▸ **PAGE EXCERPT**:
_____
After surviving a near fatal car accident, local basketball star Josh Butler is fighting his way back to the court.
When Josh Butler strolled into my office two years ago, he radiated undeniable swagger. Six-foot-seven with an electrifying smile, Butler was bound for the big time. The twenty-two-year-old Nantucket native had just inked a contract to play pro basketball in Spain, a feat made all the more dazzling by the fact that he was one of the only islanders to ever make it to the pros. “I invented the slam dunk on Nantucket,” he joked with me, reminiscing about his days playing center for the Whalers. Cool and confident, Butler left my office with a firm handshake, and there was no doubt in my mind that he was destined to be a star. But a little over a year later, instead of fighting for a spot on the starting lineup in Spain, Josh Butler was fighting for his life in a hospital bed.
On a frigid night in January 2015, Butler was driving through South Dakota en route to Florida where he was going to train with another team. He lost control of his car due to icy conditions and collided with two other vehicles, one of which was a semi-truck. Butler suffered traumatic brain injury, as well as a broken ankle and broken sternum. When news of the accident reached the island, the Nantucket community held its collective breath as Butler underwent extensive surgeries. There were candlelit vigils and a flood of support around the Butler family. Thankfully, Butler pulled through, but the road to recovery was going to be long and painful. He was lucky to be alive. “Please keep the prayers going,” Butler’s mother wrote to the Nantucket community. “We are witnessing a miracle. God is not done yet.”
_____
▸ **DATA EXCERPTS**:
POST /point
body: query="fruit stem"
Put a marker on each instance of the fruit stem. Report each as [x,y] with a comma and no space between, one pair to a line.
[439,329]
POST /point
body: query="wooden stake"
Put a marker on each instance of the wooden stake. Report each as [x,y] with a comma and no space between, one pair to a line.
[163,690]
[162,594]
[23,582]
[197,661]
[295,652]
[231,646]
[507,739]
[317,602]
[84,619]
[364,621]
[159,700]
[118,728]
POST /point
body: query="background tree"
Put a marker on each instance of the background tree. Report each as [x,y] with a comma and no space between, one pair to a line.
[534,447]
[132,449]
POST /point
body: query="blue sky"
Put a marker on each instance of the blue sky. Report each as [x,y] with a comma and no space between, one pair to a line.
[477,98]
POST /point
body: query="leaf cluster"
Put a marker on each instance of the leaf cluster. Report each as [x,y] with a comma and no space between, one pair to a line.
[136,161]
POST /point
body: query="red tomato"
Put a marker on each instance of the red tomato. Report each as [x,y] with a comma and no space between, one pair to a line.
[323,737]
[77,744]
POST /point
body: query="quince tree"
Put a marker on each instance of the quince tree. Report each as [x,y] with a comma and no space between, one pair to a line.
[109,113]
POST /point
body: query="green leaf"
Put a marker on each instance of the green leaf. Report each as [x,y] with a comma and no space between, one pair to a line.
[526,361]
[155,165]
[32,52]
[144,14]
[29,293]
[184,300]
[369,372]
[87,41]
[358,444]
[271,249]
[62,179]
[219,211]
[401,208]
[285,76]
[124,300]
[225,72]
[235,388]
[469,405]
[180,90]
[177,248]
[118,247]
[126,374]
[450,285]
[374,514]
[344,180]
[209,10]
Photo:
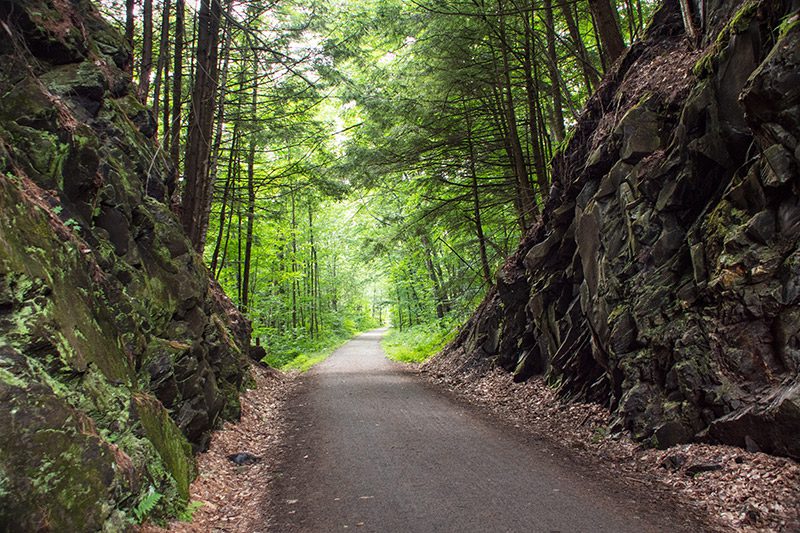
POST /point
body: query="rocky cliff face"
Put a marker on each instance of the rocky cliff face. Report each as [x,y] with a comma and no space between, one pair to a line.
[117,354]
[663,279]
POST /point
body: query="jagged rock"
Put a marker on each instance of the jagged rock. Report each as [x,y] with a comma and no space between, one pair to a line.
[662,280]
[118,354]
_____
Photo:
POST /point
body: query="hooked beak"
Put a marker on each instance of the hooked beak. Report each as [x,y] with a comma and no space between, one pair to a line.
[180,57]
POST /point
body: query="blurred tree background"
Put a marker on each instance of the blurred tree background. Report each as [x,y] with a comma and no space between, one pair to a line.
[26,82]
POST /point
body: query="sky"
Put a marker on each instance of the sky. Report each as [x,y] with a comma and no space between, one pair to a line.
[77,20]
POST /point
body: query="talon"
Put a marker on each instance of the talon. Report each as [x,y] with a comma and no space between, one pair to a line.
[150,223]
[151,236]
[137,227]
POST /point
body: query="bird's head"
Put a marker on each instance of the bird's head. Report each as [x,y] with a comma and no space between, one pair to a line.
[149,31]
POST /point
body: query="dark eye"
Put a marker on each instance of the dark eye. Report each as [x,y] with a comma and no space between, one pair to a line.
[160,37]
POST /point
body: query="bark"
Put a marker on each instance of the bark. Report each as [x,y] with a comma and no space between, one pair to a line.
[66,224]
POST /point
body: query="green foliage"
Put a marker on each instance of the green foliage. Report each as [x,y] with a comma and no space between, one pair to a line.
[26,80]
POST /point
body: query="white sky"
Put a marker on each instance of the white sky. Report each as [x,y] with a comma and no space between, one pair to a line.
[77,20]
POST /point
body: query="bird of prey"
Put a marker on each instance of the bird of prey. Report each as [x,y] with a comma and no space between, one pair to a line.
_____
▸ **REQUIRED TASKS**:
1. In the Josh Butler article, which state was Butler driving through when his car accident happened?
2. What is the Spanish translation of this sentence from the Josh Butler article: "He lost control of his car due to icy conditions and collided with two other vehicles, one of which was a semi-truck."
3. Return the part of the Josh Butler article starting with "After surviving a" and going on through "a hospital bed.", copied word for word.

▸ **ANSWERS FOR THIS EXERCISE**:
1. South Dakota

2. Perdió el control de su auto debido a las condiciones heladas y chocó con otros dos vehículos, uno de los cuales era un camión semirremolque.

3.
After surviving a near fatal car accident, local basketball star Josh Butler is fighting his way back to the court.
When Josh Butler strolled into my office two years ago, he radiated undeniable swagger. Six-foot-seven with an electrifying smile, Butler was bound for the big time. The twenty-two-year-old Nantucket native had just inked a contract to play pro basketball in Spain, a feat made all the more dazzling by the fact that he was one of the only islanders to ever make it to the pros. “I invented the slam dunk on Nantucket,” he joked with me, reminiscing about his days playing center for the Whalers. Cool and confident, Butler left my office with a firm handshake, and there was no doubt in my mind that he was destined to be a star. But a little over a year later, instead of fighting for a spot on the starting lineup in Spain, Josh Butler was fighting for his life in a hospital bed.